* _What to work on_:
Print verbatim every line starting at the one that contains "Could you please annotate the denim" and ending at the final line of the records; include both endpoints.

* _Coordinate labeling data_:
━━━━━━
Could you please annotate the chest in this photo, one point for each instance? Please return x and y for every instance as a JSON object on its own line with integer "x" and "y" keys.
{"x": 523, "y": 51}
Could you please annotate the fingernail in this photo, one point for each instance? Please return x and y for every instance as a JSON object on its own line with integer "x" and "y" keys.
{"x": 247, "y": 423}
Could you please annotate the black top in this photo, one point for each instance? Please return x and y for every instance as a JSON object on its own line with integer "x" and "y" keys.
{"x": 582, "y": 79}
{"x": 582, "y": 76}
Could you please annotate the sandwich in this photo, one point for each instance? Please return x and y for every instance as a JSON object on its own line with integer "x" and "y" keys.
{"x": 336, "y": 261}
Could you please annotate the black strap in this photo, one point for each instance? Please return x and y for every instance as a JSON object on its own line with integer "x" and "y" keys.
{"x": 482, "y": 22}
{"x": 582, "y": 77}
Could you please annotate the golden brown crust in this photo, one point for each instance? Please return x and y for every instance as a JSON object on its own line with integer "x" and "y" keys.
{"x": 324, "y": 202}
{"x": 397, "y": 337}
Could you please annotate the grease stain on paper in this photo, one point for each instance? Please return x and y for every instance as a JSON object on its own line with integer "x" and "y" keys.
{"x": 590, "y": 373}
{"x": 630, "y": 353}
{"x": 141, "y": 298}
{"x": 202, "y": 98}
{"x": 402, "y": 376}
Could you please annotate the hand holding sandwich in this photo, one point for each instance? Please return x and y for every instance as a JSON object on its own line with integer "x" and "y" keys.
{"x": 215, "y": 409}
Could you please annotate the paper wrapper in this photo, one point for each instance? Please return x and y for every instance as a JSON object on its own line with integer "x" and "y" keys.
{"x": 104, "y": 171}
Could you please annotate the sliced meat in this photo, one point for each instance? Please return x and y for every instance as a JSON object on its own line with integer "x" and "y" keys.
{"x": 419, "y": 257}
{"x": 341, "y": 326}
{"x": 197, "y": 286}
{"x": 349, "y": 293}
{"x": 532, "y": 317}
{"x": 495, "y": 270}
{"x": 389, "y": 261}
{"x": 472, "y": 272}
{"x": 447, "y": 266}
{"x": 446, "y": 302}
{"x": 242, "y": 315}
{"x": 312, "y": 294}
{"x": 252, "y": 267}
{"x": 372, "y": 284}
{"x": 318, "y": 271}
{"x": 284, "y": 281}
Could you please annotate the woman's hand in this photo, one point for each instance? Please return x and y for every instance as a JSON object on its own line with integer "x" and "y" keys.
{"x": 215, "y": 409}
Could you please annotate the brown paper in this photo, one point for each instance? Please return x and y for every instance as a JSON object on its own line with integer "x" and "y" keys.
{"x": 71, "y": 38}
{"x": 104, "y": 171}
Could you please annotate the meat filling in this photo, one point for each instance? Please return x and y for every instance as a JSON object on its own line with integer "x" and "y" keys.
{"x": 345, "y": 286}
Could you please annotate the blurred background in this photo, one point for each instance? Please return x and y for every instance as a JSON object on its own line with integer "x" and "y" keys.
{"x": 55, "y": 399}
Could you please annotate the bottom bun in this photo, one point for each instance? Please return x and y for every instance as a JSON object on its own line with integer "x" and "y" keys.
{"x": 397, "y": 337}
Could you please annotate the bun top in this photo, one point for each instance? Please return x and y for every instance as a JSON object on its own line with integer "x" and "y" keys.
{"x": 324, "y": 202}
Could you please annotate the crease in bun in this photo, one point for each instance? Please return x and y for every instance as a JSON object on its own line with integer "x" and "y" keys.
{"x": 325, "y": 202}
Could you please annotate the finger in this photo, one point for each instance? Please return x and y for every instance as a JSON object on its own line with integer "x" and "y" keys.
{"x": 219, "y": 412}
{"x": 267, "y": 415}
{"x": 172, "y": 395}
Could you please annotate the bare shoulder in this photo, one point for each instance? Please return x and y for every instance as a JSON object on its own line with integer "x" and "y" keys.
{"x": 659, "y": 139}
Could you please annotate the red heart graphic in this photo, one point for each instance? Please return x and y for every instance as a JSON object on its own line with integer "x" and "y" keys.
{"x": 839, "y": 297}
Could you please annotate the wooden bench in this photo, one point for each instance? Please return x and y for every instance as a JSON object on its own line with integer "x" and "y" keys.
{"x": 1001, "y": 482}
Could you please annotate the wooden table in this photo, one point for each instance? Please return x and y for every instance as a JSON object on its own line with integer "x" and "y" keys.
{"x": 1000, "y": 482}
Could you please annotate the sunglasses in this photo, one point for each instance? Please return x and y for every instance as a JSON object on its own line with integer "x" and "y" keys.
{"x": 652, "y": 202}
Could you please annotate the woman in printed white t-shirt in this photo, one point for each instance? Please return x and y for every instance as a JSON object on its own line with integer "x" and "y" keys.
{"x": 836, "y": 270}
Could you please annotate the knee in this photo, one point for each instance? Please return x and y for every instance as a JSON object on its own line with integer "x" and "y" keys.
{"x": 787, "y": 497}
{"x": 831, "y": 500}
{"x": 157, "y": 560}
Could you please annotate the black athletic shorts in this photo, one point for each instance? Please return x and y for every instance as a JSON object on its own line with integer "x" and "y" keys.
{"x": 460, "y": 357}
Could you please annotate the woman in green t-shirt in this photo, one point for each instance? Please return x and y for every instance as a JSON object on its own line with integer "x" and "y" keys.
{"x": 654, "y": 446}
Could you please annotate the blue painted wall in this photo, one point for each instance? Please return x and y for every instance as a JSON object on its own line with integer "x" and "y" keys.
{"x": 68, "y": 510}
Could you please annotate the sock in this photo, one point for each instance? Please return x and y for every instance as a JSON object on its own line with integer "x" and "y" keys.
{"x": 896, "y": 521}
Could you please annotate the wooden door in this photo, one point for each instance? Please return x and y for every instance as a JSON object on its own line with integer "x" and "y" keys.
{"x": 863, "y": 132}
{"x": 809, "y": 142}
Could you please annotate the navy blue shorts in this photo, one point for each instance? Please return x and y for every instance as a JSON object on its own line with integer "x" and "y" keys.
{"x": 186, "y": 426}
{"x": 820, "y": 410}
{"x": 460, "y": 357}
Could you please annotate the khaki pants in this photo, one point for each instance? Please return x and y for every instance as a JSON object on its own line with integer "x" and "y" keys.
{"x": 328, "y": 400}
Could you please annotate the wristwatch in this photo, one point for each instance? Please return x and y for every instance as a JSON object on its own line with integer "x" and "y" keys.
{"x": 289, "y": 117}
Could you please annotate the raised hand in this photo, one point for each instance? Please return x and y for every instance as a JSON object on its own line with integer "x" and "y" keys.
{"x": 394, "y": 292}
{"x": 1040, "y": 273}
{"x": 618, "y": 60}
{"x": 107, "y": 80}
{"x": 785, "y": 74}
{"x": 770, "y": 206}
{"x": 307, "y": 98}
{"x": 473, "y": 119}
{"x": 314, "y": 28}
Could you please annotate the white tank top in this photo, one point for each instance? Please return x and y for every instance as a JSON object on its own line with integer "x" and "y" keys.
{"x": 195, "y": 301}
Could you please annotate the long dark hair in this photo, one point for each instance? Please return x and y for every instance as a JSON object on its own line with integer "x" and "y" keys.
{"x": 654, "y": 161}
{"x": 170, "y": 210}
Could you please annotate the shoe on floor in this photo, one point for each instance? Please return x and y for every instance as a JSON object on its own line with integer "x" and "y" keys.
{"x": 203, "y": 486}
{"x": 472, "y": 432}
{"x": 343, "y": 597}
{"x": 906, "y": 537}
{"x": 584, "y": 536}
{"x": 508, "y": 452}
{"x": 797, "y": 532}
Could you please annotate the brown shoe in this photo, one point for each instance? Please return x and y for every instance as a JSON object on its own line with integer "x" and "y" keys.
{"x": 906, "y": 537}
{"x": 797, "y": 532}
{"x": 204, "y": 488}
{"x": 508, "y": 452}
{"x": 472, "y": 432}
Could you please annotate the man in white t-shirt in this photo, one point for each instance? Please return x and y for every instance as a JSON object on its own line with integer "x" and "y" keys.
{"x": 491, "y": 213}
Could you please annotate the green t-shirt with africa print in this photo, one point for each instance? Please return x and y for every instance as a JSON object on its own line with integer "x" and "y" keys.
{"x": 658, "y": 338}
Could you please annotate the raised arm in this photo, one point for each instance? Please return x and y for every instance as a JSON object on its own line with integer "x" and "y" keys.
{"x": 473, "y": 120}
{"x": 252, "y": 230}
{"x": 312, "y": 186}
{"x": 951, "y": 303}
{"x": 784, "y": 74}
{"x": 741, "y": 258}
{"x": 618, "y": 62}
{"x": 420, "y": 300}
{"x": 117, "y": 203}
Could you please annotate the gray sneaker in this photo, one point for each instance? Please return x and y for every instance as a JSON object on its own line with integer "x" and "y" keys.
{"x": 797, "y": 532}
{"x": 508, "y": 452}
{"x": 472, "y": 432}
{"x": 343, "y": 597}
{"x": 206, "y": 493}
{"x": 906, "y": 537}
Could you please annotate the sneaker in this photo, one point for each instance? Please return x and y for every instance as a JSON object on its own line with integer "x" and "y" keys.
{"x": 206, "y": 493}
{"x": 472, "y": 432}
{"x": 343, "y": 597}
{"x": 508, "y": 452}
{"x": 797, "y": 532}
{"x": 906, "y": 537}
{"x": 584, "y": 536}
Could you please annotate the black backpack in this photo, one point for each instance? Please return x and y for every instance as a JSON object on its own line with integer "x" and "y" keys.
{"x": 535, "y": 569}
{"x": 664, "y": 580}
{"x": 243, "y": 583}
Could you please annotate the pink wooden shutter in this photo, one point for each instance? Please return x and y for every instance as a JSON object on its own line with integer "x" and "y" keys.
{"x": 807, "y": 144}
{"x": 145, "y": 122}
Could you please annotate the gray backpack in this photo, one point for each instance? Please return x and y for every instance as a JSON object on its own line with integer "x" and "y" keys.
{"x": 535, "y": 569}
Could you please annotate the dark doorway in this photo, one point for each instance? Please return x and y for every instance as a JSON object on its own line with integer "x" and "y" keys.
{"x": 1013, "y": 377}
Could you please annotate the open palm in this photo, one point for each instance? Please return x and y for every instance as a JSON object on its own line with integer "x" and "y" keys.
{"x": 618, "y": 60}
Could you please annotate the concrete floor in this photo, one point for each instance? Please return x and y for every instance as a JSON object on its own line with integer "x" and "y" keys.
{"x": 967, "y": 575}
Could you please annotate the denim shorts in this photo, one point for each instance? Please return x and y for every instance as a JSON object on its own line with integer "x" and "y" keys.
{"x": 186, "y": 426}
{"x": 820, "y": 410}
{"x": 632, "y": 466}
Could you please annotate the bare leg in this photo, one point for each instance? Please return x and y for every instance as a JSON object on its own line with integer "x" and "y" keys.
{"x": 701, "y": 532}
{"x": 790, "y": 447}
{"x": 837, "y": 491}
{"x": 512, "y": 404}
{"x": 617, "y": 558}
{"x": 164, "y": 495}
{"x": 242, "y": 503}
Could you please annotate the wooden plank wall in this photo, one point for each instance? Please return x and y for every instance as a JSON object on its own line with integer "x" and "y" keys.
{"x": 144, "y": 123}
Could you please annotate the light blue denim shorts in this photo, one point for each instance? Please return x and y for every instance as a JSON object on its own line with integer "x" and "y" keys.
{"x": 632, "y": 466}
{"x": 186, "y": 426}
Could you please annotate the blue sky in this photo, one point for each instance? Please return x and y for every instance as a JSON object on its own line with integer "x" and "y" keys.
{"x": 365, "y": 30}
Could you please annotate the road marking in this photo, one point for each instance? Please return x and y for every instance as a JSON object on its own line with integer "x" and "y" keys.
━━━━━━
* _Output_:
Could you please annotate the denim shorts in this photo, one point for each instance? Please return x and y for every instance as a JSON object on its own line with integer "x" and "y" keys.
{"x": 186, "y": 426}
{"x": 820, "y": 410}
{"x": 632, "y": 466}
Could you please annotate the bare leg in this photo, one point for each instance? Please return x and y for every instance as a JSON object on its own line with integer "x" and "y" keys.
{"x": 701, "y": 532}
{"x": 790, "y": 447}
{"x": 837, "y": 491}
{"x": 512, "y": 404}
{"x": 617, "y": 558}
{"x": 164, "y": 495}
{"x": 242, "y": 503}
Could you please annotate the wooden plank wall in this photo, one point for each instance? Please return x and y for every instance as a JSON object on its own line with integer "x" and "y" keys.
{"x": 144, "y": 123}
Could you please annotate the light blue denim shorts in this photo, one point for each instance? Please return x and y for every instance as a JSON object on its own line with integer "x" and "y" keys.
{"x": 632, "y": 466}
{"x": 186, "y": 426}
Could you please annotate the blue sky in this photo, one point for each instance? Please return x and y for every instance as a JSON object on its own line with integer "x" and "y" keys.
{"x": 365, "y": 30}
Could you please annotate the road marking in this photo, one point for each instance? Please return x and y for every instance as a JSON object on its own line with integer "x" and "y" keys.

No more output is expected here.